**PAGE TEXT**
________________________
As her health improved Lucy was able to complete her degree, going on to work as an illustrator. But a yearning for painting and passion for garden life persisted. Lucy described another turning point, following a meeting with a successful carpet designer that she was set to work with. The designer told Lucy that she wouldn’t be an artist without marrying someone rich and that he would only collaborate if she found a buyer for one of his pieces. Understandably enraged and tired of waiting for the assistance of others to help launch her career, it inspired Lucy to take the plunge and work towards her first solo exhibition. Lucy rented a gallery space in Bath and invited everyone that had ever expressed an interest in her art, along with people she admired for their own work. The exhibition consisted of 500 drawings of different flowers, all created over the course of a single summer. These inky impressions were each made in one swift take, mirroring the fleeting liveliness of the organic forms that they portray. The exhibition was a great success, followed by shows in Japan and San Francisco, along with commissions to draw in private gardens. Lucy resourcefully put the proceeds from this first solo show towards the purchase of her studio.
By mid afternoon the sun was beginning to retreat and we decided to make tracks for the studio. The car beetled along winding country roads between the wrinkled fields that spread out around the city. Bath seemed to sit at the bottom of a deep bowl of rising pastureland. Lucy’s work celebrates the beauty of this rural landscape and I questioned whether she has always felt such a strong connection to it. ‘Yes, we have always lived in the countryside. My bedroom looks out across the trees. I couldn’t have it any other way.’ We turned down a track where the shaded cushions of hedgerows curved towards an old stone farmhouse and corrugated barn. ‘I first came here as two tree surgeons who rent the tractor barn had a small room at the back which they said I could rent’ Lucy explained. ‘We met at the pub where I worked. I had mentioned to the locals that I needed a studio and then these guys popped in one day and said they had a place. I just had to be introduced to Mr Rittner first, who owned the barn and land. His mother had loved to paint and he thought it would be nice to have an artist on site. So that’s how I came to be here’. We parked opposite the farmhouse where a group of Mr Rittner’s family and friends were enjoying nibbles around tables laid out across the courtyard. The party turned out to be a syndicate of local farmers dressed head to toe in classic English country attire ready for a pheasant shoot. We all waved friendly hellos before Lucy and I approached the adjacent meadow.
‘Over time when my business took off I looked at renting my own land and building a studio on it, which I did eventually’ Lucy gestured towards a Japanese-style summer house that waited for us across the field. With a bold, jet-black exterior and large picture windows reflecting the surrounding grasses and brambles, it somehow managed to both stand out from and be absorbed by the landscape. I paused along the well-trodden track leading to the studio door to look at a curious chunk of stone resting atop a tree stump. ‘It was my first time at a stone carving workshop,’ Lucy explained. ‘I really wanted to venture into sculpture but I just don't have the muscles! But that was what I produced from a piece of Bath stone. I just wanted to let the work reveal itself and I really like that it shows all my chisels. It is very tactile.’ We were interrupted by the cackle of a rogue pheasant and Lucy told of them being her constant companions, strutting about the place and tapping on the windows at their reflections. Nature is certainly something that can’t be locked out by the studio walls here.
________________________
**DATASET EXTRACT**
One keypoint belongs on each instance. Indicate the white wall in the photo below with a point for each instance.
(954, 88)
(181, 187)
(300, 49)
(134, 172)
________________________
**WHAT TO DO**
**a)** Which places does the text about Lucy's studio mention by name?
**b)** Can you continue the text about Lucy's studio from the point where it stops?
The lines that come after the text can be set aside.

**ANSWERS BY ITEM NUMBER**
**a)** Bath, Japan, San Francisco

**b)**
Stepping inside, I let my eyes travel slowly round the artfully curated space of muted tones and natural textures: wooden walls and surfaces, stone bowls and earthenware, woven wicker baskets and rattan rugs, thick scraps of torn canvas, bundles of antique papers, ceramics spouting dried flowers plucked from the land just beyond the window. I studied various rock and crystal fragments carefully positioned about the space and asked Lucy about the collection. ‘I have them in the studio as I find them really grounding, also sculpturally beautiful. Without sounding too pretentious I think mother nature is the best sculptor. I collect quite a lot from all over and also get given them by people which I think is really nice too.’ Lucy then pointed out her favourite object in the space, a large sideboard that she had commissioned by the carpenter Alex Roberts. ‘Don’t try looking for him on Google’ she advised, before adding that he corresponds to enquiries only by hand-written letters. ‘The sideboard is made from ash and beech and was inspired by the work of John Pawson and Scandinavian furniture. It has become my heirloom piece which I will have forever.’
I pressed Lucy about her daily rituals at the studio. ‘I always make myself a tisane first thing. I get mine from My Cup of Tea in Soho in London. Then I usually listen to a podcast while packing up orders that have come in for Atelier Augé. Once that is done I go out and find something I want to paint from outside, or go on a longer walk to find some new inspiration. Then the rest of the afternoon I’m painting’ she nodded towards a desk sat in a corner flooded with light from the soaring windows.
Ink dribbled down the sides of enamel cups, lovingly blotting the surface of the workspace. Select paint brushes were suspended in the wire springs of a metal well, awaiting use on Lucy’s latest endeavour that was draped across the desk. It was one of a series of works exploring the transitory qualities of shadows cast by trees. Lucy seeks to show the brief moments of a shadow’s apparition beneath a tree canopy before it changes and eventually disappears.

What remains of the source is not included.